§ RECORDS FOR PROCESSING:
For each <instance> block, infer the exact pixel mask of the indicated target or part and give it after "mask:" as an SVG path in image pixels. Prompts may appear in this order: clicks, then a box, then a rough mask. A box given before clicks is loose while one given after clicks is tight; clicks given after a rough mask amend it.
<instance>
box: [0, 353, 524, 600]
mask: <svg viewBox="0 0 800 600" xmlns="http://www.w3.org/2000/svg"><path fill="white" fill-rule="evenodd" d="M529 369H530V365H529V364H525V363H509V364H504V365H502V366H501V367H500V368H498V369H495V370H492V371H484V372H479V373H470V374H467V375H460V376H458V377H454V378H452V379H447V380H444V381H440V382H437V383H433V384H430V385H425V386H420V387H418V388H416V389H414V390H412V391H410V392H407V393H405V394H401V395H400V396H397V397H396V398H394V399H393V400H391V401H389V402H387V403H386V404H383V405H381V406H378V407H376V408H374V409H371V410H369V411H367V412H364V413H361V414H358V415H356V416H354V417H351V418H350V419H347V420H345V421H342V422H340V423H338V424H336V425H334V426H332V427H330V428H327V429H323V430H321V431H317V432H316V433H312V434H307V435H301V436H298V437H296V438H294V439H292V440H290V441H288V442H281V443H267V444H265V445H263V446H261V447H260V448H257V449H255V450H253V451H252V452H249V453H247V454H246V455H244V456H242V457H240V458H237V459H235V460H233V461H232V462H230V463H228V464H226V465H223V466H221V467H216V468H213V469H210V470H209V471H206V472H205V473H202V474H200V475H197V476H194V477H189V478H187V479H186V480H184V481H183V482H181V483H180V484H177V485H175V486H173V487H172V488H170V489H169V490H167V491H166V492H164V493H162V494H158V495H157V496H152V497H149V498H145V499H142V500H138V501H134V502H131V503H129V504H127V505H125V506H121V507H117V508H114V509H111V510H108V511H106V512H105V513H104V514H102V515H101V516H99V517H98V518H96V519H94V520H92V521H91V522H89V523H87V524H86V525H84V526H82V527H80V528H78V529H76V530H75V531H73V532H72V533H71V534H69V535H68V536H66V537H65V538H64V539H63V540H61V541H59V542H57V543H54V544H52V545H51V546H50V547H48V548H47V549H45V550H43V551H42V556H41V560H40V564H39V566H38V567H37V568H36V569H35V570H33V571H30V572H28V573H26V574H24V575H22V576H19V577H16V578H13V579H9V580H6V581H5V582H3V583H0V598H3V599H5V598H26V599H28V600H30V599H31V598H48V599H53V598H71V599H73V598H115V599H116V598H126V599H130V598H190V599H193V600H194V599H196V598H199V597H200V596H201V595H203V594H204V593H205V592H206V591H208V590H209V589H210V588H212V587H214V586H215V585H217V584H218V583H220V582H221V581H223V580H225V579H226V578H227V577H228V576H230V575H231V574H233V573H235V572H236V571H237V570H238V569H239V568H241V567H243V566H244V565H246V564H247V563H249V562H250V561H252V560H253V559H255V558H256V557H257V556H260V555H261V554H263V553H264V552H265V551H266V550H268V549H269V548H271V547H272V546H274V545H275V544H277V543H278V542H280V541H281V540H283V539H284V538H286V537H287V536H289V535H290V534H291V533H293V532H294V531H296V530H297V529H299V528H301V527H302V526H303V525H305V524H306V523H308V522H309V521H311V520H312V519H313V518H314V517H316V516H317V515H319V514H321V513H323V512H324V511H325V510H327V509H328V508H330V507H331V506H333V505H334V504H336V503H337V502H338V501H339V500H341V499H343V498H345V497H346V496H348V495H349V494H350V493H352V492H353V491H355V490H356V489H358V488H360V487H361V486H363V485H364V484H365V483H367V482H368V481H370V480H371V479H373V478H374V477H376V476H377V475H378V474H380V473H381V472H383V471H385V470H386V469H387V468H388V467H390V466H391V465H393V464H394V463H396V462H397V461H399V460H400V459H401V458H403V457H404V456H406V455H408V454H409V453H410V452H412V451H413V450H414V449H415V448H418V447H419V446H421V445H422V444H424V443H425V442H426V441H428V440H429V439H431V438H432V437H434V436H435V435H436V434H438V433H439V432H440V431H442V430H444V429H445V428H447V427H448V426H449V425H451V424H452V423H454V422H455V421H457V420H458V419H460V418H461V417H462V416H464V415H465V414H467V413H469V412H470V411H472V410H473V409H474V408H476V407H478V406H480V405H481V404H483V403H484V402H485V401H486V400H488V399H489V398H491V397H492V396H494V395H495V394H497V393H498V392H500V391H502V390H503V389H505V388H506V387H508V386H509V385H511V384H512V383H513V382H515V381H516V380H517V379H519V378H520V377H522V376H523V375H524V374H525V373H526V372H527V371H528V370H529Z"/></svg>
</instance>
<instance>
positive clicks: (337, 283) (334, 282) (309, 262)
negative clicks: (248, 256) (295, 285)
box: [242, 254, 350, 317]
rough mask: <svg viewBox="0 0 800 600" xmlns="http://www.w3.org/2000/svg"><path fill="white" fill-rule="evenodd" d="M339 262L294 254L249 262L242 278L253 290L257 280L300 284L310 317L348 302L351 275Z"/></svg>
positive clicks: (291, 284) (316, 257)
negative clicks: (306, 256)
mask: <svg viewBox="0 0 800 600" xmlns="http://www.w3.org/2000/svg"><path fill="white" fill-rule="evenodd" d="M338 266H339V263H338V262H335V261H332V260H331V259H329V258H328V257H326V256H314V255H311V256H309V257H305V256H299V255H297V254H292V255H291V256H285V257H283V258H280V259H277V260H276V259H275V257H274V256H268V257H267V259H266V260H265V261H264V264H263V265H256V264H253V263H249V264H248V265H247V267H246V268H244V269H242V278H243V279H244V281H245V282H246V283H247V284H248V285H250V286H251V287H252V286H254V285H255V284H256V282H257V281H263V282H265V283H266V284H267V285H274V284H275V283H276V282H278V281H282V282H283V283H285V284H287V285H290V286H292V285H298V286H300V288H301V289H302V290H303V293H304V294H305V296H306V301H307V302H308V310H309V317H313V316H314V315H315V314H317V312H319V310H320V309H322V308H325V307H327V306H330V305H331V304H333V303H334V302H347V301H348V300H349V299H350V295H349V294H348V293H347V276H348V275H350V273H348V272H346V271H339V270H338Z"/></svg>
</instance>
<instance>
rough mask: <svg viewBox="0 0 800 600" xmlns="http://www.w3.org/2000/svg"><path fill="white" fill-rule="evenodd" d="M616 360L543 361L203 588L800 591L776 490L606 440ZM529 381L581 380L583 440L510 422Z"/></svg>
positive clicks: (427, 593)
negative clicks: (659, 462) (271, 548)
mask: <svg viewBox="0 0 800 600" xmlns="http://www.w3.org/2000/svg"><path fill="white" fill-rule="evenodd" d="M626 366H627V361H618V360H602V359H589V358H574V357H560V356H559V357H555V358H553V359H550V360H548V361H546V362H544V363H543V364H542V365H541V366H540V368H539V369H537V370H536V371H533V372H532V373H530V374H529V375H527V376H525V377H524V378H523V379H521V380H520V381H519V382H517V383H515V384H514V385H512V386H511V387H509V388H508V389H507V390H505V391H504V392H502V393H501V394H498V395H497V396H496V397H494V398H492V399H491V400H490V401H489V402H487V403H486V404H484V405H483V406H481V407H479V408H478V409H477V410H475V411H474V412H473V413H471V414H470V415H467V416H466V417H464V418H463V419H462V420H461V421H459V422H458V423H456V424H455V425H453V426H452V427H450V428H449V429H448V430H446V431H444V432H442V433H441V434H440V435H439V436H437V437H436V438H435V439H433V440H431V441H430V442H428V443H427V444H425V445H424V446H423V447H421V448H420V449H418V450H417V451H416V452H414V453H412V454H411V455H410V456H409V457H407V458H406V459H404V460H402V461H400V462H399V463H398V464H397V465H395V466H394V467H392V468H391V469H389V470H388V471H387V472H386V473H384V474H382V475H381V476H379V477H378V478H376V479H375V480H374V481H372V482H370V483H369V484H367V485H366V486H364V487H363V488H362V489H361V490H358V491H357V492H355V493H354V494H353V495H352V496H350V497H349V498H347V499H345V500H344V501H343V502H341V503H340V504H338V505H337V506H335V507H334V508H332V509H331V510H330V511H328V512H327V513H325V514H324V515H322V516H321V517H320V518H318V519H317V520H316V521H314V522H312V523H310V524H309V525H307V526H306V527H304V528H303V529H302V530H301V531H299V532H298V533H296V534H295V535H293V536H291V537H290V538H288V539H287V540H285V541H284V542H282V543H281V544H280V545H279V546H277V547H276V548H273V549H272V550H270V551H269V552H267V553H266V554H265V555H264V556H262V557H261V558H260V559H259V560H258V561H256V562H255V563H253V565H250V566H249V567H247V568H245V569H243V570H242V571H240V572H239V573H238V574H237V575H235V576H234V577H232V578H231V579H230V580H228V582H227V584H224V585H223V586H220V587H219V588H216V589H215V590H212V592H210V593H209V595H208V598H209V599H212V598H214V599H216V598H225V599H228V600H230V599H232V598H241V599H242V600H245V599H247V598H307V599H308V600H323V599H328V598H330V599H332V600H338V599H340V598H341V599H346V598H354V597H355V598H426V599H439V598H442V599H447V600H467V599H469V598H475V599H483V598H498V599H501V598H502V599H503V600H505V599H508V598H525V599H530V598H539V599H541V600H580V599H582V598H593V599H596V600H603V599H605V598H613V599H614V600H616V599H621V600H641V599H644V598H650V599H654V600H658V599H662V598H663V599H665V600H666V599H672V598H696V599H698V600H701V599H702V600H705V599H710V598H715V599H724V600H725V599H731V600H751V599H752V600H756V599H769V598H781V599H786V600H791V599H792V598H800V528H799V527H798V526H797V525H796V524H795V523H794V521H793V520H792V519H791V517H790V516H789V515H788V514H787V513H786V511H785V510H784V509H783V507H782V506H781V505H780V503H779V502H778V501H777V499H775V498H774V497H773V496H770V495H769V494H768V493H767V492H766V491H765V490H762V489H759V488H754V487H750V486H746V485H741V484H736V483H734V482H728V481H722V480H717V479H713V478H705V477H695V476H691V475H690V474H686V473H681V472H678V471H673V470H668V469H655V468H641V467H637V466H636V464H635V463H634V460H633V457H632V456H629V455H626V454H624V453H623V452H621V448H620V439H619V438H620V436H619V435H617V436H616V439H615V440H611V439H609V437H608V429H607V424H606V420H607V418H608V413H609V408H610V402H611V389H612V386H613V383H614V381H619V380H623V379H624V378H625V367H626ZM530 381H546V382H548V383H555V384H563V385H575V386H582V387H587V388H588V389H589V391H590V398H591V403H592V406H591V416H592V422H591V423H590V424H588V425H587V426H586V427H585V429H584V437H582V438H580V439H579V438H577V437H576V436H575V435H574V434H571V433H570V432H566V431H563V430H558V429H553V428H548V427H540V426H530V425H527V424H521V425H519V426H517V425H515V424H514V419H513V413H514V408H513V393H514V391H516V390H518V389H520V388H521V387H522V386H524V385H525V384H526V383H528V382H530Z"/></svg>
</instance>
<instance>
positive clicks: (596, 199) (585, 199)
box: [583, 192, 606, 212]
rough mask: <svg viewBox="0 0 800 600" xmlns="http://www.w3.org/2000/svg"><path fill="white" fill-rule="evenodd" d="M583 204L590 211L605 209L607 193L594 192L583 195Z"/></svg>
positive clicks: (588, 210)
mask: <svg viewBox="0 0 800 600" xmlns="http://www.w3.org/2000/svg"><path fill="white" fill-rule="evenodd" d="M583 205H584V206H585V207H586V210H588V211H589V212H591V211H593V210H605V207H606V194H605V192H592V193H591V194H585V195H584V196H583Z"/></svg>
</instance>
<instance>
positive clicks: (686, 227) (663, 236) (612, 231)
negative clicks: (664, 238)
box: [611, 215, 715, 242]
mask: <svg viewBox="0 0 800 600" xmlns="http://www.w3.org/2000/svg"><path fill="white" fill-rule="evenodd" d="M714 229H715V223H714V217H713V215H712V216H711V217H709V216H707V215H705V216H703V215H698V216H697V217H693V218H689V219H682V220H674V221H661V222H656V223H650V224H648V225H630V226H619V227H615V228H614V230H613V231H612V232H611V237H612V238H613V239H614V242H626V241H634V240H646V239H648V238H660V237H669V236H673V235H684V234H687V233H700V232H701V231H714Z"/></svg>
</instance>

§ HOW TO COMPLETE THIS TASK: Copy out, exactly and alone, the lines of the entries above between the ones holding "360L543 361L203 588L800" and "positive clicks: (427, 593)", inclusive.

§ RESULT FOR THIS TASK:
rough mask: <svg viewBox="0 0 800 600" xmlns="http://www.w3.org/2000/svg"><path fill="white" fill-rule="evenodd" d="M616 360L543 361L203 588L800 591L776 490L606 440ZM529 381L581 380L583 440L510 422Z"/></svg>
positive clicks: (427, 593)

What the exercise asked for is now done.